= Beginning of Section =

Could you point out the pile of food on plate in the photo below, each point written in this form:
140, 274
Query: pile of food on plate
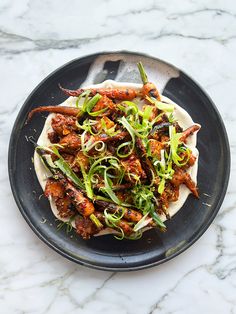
116, 158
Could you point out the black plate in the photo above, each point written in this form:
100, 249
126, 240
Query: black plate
154, 247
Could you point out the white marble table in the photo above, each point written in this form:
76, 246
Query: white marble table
38, 36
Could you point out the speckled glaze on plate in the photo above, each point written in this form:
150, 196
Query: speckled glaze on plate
154, 247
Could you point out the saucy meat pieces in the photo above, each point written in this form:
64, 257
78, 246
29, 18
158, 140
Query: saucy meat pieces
63, 125
85, 227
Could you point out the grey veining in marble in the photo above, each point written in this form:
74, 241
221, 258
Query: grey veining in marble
38, 36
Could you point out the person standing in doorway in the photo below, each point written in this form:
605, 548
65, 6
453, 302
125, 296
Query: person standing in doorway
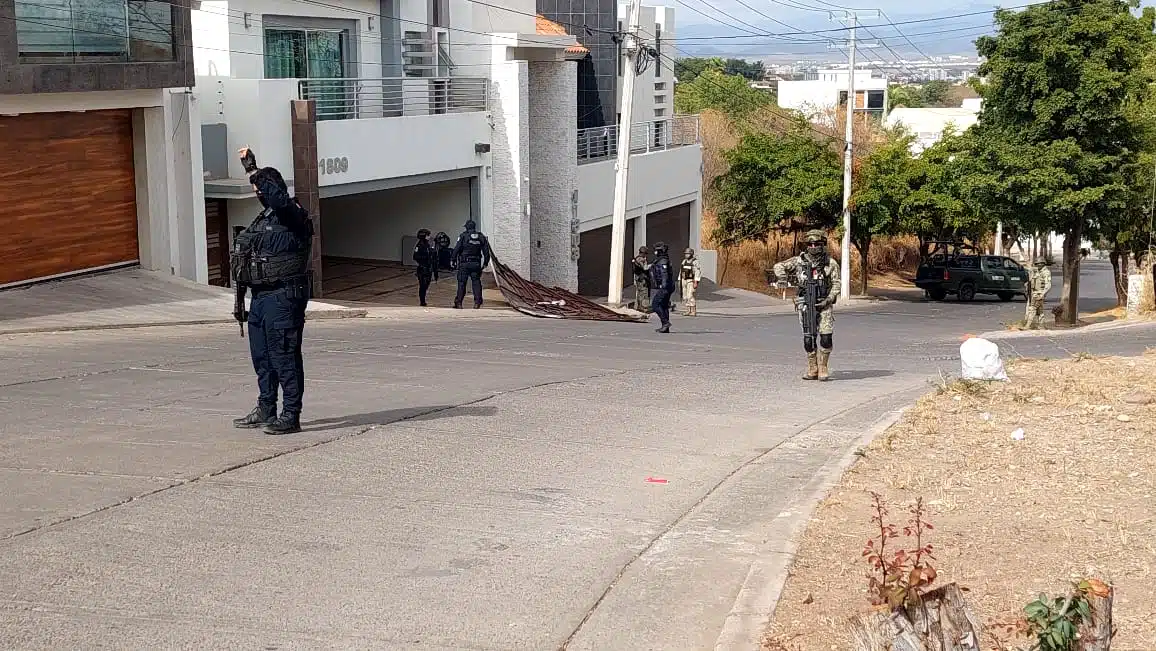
427, 264
471, 256
661, 286
689, 274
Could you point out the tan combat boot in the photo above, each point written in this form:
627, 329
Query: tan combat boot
823, 374
812, 367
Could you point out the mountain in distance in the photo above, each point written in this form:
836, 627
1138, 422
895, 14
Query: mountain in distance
941, 31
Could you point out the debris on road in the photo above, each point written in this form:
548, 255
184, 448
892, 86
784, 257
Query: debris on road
1012, 522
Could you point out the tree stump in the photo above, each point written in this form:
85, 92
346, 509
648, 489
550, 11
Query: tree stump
941, 622
1096, 635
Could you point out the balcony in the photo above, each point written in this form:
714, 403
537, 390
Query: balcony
367, 98
97, 31
600, 143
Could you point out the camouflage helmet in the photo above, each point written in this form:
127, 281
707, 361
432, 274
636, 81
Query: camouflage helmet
815, 235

= End of Section =

* _TASK REQUIREMENTS_: Give the data again exactly as written, with all pictures left out.

* _EXERCISE RESULT_:
Could you point out the pile of food on plate in the photo below, each point written in this form:
140, 274
Query: pile of food on plate
116, 158
Could you point out the black plate in the photo above, each point written in this form:
100, 249
126, 240
Query: black plate
154, 247
Could you point out the white marble table in the photo above, each point written in this form:
76, 246
Query: white marble table
38, 36
Could you point out the speckled glaze on plate in the photo above, each point written in this form:
150, 196
Query: speckled glaze on plate
154, 247
Could you point out the saucy meat pieces in the photo above, each point written in this form:
64, 257
78, 246
29, 18
158, 140
Query: saucy meat pieces
63, 125
85, 227
Could you point out the grey veining in marble in the photo above, each point written in this form:
74, 241
221, 258
Query: grey veining in marble
38, 36
Could you point out the person standing in doorway in the photo below, each point written in this form:
605, 548
65, 6
453, 302
125, 296
Query: person standing in doorway
427, 264
471, 256
661, 286
689, 274
Could you point out the tan combat boot in the photo above, each point written in this form:
627, 329
Query: tan combat boot
823, 374
812, 367
Could you point out the mountain in distance in the photo above, each point written in this form:
836, 627
1138, 422
895, 14
Query: mountain in distance
941, 31
Could you point out the debris on road in the photo above, each point written in this form:
548, 255
184, 448
892, 86
784, 257
Query: debris on road
1012, 522
Could you point out the tree stump in the photo above, each point written in this form:
85, 92
346, 509
648, 489
550, 11
Query: tree stump
941, 622
1096, 635
Could you point out the balcony in the photo above, each point written in this form:
714, 403
537, 390
Query: balcony
367, 98
97, 31
600, 143
Could you point out the camouflage helmet in the photo above, each point written in this form:
127, 281
707, 361
432, 274
636, 81
Query: camouflage helmet
815, 235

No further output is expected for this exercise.